Referring expression pointing data
# # # # #
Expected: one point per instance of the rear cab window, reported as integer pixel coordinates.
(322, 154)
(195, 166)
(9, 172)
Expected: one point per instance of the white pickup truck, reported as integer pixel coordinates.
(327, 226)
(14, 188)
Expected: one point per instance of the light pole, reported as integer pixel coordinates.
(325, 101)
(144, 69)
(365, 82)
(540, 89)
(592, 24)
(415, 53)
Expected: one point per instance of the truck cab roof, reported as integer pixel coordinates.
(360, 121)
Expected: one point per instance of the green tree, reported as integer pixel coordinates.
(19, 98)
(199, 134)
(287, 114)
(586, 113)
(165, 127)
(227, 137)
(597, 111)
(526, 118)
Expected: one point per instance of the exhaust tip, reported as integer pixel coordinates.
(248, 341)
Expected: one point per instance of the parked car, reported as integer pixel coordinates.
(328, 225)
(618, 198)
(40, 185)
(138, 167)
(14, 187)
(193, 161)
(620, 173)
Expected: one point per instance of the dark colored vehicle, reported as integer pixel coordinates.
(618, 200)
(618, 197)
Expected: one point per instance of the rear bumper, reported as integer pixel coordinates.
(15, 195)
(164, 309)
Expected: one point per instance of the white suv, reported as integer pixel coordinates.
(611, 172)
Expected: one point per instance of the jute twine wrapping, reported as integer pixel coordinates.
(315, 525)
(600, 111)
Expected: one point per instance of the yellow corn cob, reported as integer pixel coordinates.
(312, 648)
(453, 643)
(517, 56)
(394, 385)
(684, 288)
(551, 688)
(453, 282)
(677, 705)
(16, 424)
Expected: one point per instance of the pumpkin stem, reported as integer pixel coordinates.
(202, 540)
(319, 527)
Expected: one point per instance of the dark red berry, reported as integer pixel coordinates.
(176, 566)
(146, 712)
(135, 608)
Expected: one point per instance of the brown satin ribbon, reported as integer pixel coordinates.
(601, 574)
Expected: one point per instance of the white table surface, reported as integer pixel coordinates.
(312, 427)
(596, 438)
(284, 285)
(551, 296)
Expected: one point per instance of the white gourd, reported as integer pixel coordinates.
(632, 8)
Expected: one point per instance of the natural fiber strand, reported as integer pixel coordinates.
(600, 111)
# # # # #
Please copy the line that contains "Expected: one point per instance of the natural" and each line after it through the end of the records, exactly, and no other lines.

■ Response:
Expected: one point per instance of the natural fiber strand, reported as integer pixel coordinates.
(600, 111)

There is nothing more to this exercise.